--- BEGIN RECORDS ---

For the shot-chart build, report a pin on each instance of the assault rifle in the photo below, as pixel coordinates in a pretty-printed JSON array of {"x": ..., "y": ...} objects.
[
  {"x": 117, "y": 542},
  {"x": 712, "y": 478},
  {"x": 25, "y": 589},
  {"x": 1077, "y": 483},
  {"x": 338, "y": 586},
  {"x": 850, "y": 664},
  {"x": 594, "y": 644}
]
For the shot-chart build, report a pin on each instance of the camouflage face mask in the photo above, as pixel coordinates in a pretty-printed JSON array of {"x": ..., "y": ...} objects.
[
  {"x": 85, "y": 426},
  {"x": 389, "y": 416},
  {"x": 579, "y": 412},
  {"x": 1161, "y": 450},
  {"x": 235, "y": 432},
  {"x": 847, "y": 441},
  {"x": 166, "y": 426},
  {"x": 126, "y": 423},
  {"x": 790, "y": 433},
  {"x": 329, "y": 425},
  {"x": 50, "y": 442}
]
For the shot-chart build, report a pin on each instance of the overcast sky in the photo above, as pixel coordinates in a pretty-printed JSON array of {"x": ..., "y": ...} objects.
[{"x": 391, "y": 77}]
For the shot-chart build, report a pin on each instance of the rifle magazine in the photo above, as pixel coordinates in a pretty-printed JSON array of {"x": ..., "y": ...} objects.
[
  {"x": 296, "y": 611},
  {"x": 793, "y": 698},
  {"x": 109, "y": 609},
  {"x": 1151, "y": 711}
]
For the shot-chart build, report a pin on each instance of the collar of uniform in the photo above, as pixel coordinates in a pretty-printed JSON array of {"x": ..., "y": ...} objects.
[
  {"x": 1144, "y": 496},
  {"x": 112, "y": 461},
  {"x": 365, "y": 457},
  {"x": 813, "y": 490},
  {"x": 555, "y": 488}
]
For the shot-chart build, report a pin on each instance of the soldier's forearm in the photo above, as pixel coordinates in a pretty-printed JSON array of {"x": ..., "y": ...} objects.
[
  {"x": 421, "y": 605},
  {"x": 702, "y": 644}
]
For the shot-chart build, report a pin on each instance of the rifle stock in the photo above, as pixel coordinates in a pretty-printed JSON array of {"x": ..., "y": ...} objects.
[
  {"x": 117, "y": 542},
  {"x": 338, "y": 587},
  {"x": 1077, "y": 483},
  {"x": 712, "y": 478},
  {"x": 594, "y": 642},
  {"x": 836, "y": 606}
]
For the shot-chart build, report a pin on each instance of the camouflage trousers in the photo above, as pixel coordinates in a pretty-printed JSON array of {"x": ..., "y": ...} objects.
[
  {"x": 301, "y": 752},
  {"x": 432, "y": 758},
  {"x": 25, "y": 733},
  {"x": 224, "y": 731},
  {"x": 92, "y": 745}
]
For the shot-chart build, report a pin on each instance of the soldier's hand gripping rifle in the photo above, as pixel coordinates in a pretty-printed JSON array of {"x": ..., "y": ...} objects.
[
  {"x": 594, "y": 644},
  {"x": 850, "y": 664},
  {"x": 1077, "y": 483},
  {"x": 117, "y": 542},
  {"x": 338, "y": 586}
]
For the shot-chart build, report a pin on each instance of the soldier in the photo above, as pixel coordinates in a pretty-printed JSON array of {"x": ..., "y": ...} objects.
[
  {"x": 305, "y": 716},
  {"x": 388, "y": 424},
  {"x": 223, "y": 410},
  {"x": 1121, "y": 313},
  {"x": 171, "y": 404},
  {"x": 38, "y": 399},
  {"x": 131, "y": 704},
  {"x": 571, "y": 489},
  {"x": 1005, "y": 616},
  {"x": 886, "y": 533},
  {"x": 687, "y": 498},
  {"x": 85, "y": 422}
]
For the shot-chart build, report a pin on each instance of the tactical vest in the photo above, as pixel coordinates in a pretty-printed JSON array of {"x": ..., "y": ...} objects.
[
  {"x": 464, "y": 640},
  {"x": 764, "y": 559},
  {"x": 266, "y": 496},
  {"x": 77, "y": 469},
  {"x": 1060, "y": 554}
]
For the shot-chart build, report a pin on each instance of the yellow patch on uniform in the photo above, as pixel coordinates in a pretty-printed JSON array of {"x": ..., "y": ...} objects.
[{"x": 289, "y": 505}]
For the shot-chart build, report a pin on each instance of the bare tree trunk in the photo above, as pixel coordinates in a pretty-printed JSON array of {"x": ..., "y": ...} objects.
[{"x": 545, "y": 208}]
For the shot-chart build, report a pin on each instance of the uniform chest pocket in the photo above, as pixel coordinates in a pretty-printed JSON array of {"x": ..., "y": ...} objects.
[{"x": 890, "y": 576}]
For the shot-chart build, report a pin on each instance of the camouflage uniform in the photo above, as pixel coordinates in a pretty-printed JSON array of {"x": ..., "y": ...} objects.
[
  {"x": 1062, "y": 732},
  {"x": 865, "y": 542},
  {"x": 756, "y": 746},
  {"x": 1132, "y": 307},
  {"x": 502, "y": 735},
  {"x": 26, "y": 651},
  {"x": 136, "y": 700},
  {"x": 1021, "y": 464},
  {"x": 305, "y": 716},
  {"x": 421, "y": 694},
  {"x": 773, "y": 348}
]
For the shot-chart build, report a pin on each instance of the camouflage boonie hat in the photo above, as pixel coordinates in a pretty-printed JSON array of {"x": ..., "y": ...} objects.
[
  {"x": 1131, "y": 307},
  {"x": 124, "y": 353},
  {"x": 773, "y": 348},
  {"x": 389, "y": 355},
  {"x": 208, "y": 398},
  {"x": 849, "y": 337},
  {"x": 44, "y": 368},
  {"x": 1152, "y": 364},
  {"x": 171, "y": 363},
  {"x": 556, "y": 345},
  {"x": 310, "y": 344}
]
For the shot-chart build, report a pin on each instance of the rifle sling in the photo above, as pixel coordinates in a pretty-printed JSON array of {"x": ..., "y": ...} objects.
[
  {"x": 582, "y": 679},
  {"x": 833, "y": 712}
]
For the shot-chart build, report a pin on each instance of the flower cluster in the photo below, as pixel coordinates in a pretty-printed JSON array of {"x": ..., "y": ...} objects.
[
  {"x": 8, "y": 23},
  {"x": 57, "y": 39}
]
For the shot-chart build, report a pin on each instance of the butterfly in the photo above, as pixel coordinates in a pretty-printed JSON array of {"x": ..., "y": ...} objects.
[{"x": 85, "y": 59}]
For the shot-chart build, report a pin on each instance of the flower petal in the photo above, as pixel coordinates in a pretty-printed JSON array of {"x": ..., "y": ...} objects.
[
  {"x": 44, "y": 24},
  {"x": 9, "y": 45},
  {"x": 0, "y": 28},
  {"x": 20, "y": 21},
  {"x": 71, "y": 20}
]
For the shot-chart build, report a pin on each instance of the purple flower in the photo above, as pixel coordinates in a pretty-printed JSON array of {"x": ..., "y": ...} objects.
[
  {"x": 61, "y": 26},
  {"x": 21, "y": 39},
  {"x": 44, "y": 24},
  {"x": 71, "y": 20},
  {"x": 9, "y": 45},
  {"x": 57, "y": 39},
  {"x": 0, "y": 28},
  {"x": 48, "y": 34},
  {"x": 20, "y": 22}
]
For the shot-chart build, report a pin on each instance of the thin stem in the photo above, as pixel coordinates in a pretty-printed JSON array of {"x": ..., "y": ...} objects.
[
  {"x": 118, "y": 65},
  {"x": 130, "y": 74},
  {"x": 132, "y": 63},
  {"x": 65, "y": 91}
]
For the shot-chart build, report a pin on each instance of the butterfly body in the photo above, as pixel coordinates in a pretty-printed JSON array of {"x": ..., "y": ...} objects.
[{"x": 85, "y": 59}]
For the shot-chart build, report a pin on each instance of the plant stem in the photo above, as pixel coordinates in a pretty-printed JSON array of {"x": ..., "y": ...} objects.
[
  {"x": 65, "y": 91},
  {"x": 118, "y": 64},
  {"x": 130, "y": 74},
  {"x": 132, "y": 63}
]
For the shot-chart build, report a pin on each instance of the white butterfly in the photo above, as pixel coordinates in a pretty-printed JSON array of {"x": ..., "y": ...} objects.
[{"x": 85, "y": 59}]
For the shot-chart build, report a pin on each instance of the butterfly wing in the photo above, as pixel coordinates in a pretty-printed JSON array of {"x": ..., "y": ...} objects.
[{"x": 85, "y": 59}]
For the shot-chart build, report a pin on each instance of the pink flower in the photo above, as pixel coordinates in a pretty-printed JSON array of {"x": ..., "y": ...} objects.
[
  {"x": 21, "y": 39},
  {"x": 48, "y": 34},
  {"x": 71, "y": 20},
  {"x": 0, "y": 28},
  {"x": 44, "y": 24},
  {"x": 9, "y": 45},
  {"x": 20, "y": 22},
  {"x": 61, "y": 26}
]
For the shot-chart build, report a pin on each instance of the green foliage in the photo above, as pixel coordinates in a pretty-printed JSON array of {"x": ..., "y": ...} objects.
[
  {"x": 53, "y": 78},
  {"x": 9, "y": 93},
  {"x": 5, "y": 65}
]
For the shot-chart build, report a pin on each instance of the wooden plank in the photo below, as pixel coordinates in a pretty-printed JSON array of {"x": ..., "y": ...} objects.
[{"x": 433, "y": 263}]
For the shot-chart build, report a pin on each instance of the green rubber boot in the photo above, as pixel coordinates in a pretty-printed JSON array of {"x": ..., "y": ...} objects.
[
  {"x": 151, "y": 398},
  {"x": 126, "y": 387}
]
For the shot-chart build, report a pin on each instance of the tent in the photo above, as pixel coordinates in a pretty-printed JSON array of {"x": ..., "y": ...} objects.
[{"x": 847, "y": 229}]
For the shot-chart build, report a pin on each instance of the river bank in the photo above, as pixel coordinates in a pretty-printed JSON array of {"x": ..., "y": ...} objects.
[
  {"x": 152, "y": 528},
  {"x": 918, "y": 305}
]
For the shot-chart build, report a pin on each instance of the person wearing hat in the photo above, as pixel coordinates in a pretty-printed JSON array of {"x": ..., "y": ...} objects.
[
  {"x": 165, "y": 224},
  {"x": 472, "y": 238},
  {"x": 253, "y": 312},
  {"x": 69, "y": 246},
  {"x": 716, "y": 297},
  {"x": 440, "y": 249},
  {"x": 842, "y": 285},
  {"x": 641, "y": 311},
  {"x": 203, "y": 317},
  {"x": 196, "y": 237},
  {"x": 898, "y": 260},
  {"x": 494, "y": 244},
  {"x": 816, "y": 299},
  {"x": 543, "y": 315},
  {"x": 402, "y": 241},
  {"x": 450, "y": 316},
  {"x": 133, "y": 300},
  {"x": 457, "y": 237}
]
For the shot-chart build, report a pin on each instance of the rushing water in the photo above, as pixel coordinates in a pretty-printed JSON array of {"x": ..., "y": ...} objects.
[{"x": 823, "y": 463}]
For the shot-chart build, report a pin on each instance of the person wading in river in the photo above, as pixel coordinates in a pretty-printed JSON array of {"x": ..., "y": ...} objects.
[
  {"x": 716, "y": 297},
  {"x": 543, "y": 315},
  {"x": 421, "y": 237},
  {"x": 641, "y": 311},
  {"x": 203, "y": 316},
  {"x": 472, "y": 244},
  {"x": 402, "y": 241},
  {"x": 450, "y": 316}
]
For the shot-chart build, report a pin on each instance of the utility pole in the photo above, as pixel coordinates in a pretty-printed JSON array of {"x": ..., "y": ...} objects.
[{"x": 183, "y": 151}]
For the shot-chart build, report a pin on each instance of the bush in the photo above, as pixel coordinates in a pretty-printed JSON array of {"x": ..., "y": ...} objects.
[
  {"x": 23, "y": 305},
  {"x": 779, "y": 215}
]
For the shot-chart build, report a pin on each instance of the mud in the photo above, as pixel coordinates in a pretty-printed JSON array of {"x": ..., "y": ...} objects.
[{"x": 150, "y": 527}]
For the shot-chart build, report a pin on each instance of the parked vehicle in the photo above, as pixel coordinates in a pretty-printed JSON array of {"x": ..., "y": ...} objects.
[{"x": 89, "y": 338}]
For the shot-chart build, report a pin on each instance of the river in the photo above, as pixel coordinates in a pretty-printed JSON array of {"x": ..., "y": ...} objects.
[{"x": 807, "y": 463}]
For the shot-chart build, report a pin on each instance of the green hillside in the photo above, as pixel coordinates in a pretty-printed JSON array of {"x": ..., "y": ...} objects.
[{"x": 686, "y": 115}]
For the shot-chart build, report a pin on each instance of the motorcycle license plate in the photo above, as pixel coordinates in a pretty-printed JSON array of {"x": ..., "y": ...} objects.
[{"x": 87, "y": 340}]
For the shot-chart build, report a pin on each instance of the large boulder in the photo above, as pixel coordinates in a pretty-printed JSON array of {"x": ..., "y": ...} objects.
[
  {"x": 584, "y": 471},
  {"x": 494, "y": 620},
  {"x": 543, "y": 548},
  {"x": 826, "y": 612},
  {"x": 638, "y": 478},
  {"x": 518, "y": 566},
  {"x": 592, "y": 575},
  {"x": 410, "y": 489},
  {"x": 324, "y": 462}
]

--- END RECORDS ---

TASK BRIEF:
Repeat exactly the lines starting at the line with "of the utility" and ending with the final line of the entries. Include nothing else.

ANSWER IN FULL:
For the shot-chart build, report a pin on each instance of the utility pole in the photo above, as pixel coordinates in a pretty-printed JSON array of {"x": ..., "y": ...} objects.
[{"x": 183, "y": 151}]
For the shot-chart build, report a pin on each instance of the bush in the photo above, as pixel coordinates in a pretty-printed JSON array of {"x": ..., "y": ...} objects.
[
  {"x": 23, "y": 305},
  {"x": 779, "y": 215}
]
For the shot-chart build, report a pin on each instance of the mud in the photo above, as pixel coordinates in a pretty-printed JSON array of {"x": ..., "y": ...} objects.
[{"x": 150, "y": 527}]
For the shot-chart build, report a pin on each instance of the parked vehicle in the photo above, as pixel coordinates in a pretty-printed JSON array of {"x": ..., "y": ...} objects.
[{"x": 89, "y": 338}]
For the shot-chart build, report a pin on each instance of the river in the photo above, as pixel coordinates in a pretty-printed JSON array of {"x": ..., "y": ...} objects.
[{"x": 807, "y": 463}]
For the shot-chart build, report a pin on each instance of the green hillside in the photo above, as pixel coordinates in a pretty-printed JSON array of {"x": ..., "y": ...} objects.
[{"x": 686, "y": 115}]
For the shot-chart build, report a pin on each instance of the motorcycle license plate in the photo above, as pixel coordinates in a pretty-printed JSON array of {"x": ..., "y": ...} objects.
[{"x": 87, "y": 340}]
For the shot-chart build, report a pin on each instance of the large boulder in the photo above, as pixel coordinates in a pretty-printed JSON array of {"x": ..., "y": ...} objects.
[
  {"x": 584, "y": 471},
  {"x": 494, "y": 620},
  {"x": 543, "y": 548},
  {"x": 826, "y": 612},
  {"x": 638, "y": 478},
  {"x": 518, "y": 566},
  {"x": 592, "y": 575},
  {"x": 410, "y": 489},
  {"x": 324, "y": 462}
]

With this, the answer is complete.